→ **Selected text**:

There are many ways of accessing and modifying the weights inside of a training keras model. The get_layer function returns a pointer to a particular layer in a neural network (it lives in Python, so the indices start at 0). There are two sets of “weights” in each layer: the weights corresponding to the matrix “B” and the bias (called “a” in our equation above).

layer <- get_layer(model, index = 1)
dim(layer$get_weights()[[1]])
## [1] 784 128
dim(layer$get_weights()[[2]])
## [1] 128

Here, we grabbed the first Dense layer, which has 28^2 by 128 weights. It can sometimes be insightful to visualize these weights. Let’s create a new, much smaller model. This one does not even have a hidden layer. It is essentially a multinomial model, albeit with a different algorithm for learning the weights.

model <- keras_model_sequential()
model %>%
  layer_dense(units = 10, input_shape = c(28^2)) %>%
  layer_activation(activation = "softmax")

model %>% compile(loss = 'categorical_crossentropy',
                  optimizer = optimizer_rmsprop(),
                  metrics = c('accuracy'))

→ **Stated exercise 1**: Copy out the whole passage on Keras layer weights, word for word.

→ **Records**:
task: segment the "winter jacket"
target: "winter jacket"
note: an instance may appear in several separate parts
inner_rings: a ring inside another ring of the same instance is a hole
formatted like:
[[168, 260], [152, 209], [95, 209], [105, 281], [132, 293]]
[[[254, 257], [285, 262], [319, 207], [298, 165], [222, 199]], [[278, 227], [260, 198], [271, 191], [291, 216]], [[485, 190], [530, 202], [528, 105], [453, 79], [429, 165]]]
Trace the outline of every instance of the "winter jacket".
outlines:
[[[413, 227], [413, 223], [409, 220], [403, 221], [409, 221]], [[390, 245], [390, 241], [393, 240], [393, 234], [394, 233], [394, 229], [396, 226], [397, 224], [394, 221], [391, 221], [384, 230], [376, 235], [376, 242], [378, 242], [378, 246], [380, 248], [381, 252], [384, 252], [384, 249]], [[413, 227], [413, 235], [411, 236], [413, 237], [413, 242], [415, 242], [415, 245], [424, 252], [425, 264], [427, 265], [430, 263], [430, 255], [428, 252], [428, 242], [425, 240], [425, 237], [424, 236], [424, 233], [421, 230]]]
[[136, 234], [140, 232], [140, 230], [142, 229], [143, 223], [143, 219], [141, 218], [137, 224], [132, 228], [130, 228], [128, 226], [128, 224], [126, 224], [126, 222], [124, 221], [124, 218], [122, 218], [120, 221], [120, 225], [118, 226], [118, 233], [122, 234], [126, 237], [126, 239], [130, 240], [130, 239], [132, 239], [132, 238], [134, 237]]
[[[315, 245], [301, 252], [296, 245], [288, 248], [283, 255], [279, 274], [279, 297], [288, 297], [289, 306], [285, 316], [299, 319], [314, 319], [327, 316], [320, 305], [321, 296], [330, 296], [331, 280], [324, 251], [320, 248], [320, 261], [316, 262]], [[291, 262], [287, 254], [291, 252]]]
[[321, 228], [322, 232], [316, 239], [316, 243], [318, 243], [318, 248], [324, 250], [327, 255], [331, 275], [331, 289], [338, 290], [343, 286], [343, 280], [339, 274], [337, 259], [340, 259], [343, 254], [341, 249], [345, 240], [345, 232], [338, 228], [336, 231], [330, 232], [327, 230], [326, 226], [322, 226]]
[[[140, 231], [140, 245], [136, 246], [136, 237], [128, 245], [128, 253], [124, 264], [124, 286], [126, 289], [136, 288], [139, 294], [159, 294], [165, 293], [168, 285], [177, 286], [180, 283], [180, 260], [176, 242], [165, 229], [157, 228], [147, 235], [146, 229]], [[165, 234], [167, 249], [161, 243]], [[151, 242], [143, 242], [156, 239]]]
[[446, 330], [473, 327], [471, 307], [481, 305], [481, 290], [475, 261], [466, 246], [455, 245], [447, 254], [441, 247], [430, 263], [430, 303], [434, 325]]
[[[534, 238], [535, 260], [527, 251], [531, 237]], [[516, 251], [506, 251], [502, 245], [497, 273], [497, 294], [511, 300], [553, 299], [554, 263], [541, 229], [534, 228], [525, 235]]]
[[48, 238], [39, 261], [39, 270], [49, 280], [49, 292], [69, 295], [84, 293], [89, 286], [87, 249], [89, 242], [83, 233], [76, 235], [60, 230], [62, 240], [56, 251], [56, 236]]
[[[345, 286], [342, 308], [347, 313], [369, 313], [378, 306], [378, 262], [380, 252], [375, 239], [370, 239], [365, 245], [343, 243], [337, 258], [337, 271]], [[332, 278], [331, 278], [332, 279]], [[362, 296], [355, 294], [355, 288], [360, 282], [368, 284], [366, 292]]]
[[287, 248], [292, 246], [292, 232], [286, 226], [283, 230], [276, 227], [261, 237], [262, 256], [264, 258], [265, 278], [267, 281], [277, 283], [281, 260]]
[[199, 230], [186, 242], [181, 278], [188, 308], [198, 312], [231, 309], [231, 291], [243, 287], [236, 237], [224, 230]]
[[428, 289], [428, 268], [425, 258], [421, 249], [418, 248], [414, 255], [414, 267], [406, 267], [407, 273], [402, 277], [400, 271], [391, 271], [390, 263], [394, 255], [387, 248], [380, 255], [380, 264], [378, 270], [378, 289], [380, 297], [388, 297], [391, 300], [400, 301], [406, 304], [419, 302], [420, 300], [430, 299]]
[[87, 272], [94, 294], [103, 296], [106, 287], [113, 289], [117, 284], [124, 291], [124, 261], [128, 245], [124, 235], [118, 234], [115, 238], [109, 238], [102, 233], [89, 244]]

→ **Stated exercise 2**: Count the lines of the records that contain the string "winter", where case counts, and give only that number.

→ **Worked solution 1**:
There are many ways of accessing and modifying the weights inside of a training keras model. The get_layer function returns a pointer to a particular layer in a neural network (it lives in Python, so the indices start at 0). There are two sets of “weights” in each layer: the weights corresponding to the matrix “B” and the bias (called “a” in our equation above).

layer <- get_layer(model, index = 1)
dim(layer$get_weights()[[1]])
## [1] 784 128
dim(layer$get_weights()[[2]])
## [1] 128

Here, we grabbed the first Dense layer, which has 28^2 by 128 weights. It can sometimes be insightful to visualize these weights. Let’s create a new, much smaller model. This one does not even have a hidden layer. It is essentially a multinomial model, albeit with a different algorithm for learning the weights.

model <- keras_model_sequential()
model %>%
  layer_dense(units = 10, input_shape = c(28^2)) %>%
  layer_activation(activation = "softmax")

model %>% compile(loss = 'categorical_crossentropy',
                  optimizer = optimizer_rmsprop(),
                  metrics = c('accuracy'))

→ **Worked solution 2**: 3